> Exercise A:
In the AI challenges excerpt, what does Turner say the challenge in agribusiness is about?
> Exercise B:
Please reproduce the part of the AI challenges excerpt between "In agribusiness, Turner" and "replicated in AI.", inclusive.

> Excerpt provided:
Content starts

According to Gordon, Lumachain “provides an end to end set of modules for the global food supply chain, which shows where the food has come from, where it has
traveled, what were the conditions,” as well as ensuring that the products were “safely, humanely and efficiently produced,” while also ensuring the employees’ safety.
Challenges and Impediments
When it comes to the impediments of AI, the panellists across their varied industries, were in agreement that they are facing the same challenges.
According to Perugini, “I think there are some common challenges with respect to impediments to AI, mainly around data access and quality and quantity and type of data. And I think the world is kind of shifting their thinking around this. It used to be that everyone was trying to get the largest data sets. I don’t think it’s like that anymore.
“I think there’s a recognition that you need the right data sets. You need globally scalable data sets. Those data sets need to be representative broadly of the domain in which you’re using AI to solve a particular problem.”
When it comes to AI in healthcare, Perugini highlights the importance of broad data sets across multiple clinical environments with a wide range of patient demographics. Should these data sets not be wide enough, she says, then the AI will need retraining and rebuilding, leading to higher end-user costs.
“So everything that we do as a company is around solving that scalability challenge and getting the right data, which is globally diverse so that we can deliver these products
at scale and low cost,” she says.
In agribusiness, Turner talks to the same challenge using different language. She says, “It’s about how we curate our data sets.” This curation involves varied regions and growing types that are broad and deep enough to ensure that the AI is trained to multiple variables.
Ethics and AI
One of the key challenges that is facing AI globally is the rise of unethical AI. Rob Sibo, data and analytics Senior Director at the technology consulting firm Slalom Australia told Which-50 that the cognitive biases in the human thinking process are replicated in AI.

Content ends

> Data provided:

Content starts

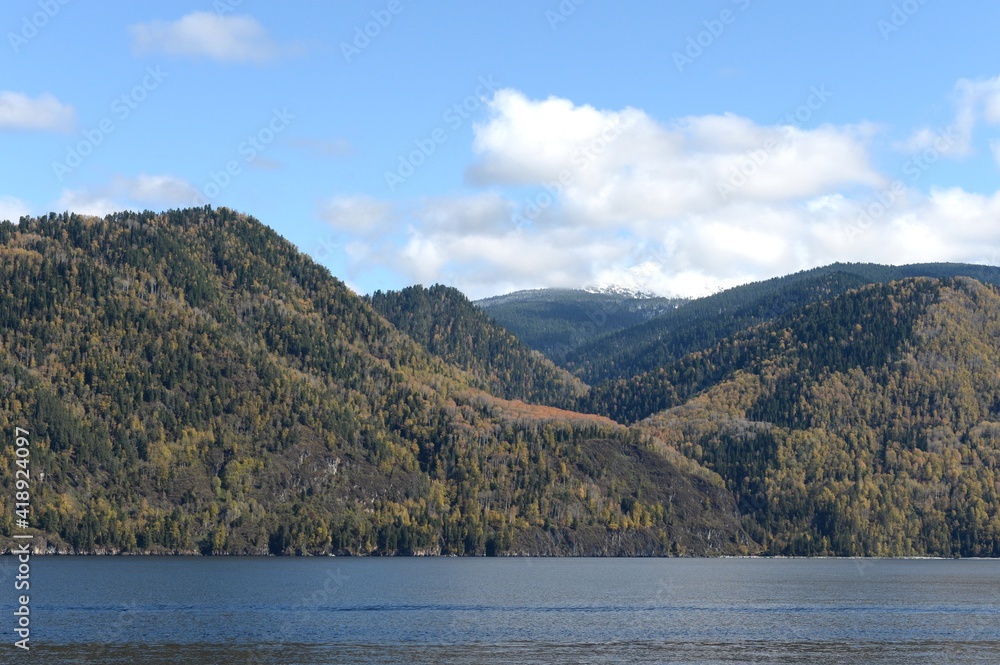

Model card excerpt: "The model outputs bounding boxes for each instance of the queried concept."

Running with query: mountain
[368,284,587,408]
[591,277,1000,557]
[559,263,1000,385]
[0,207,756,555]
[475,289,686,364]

Content ends
Content starts

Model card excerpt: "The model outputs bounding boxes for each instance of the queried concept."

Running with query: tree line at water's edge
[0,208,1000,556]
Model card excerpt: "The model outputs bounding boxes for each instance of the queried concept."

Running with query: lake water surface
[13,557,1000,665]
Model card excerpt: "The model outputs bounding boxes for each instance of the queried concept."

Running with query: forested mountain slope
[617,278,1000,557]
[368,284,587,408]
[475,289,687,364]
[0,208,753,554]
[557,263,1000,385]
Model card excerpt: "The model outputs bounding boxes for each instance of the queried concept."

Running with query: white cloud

Content ends
Content starts

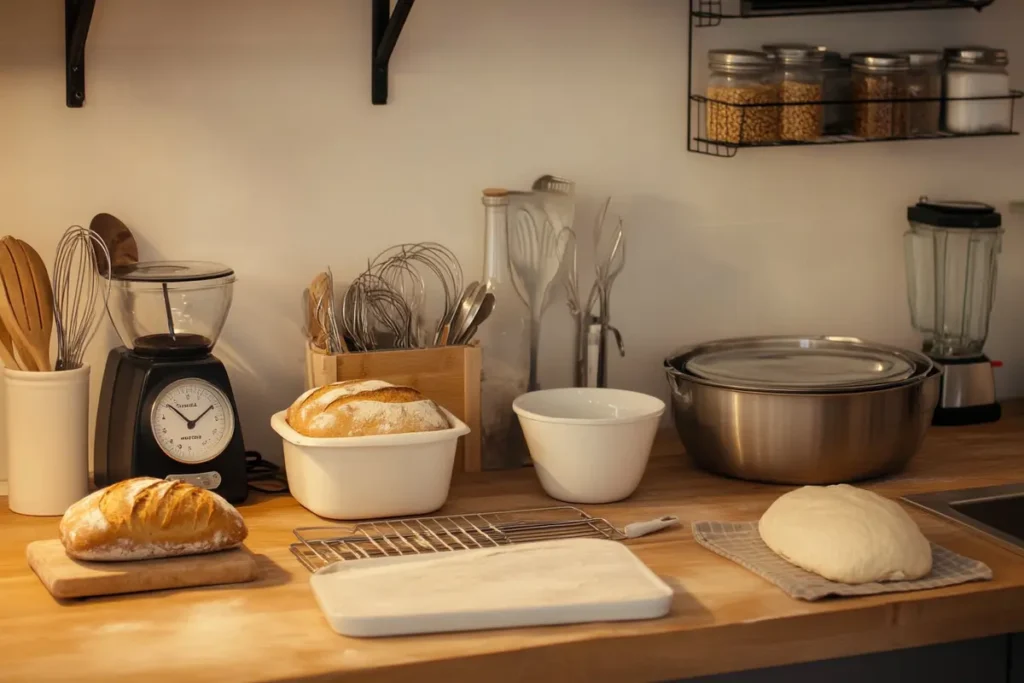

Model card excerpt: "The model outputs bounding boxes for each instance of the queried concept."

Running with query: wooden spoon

Content ends

> Expected output A:
How they curate their data sets.

> Expected output B:
In agribusiness, Turner talks to the same challenge using different language. She says, “It’s about how we curate our data sets.” This curation involves varied regions and growing types that are broad and deep enough to ensure that the AI is trained to multiple variables.
Ethics and AI
One of the key challenges that is facing AI globally is the rise of unethical AI. Rob Sibo, data and analytics Senior Director at the technology consulting firm Slalom Australia told Which-50 that the cognitive biases in the human thinking process are replicated in AI.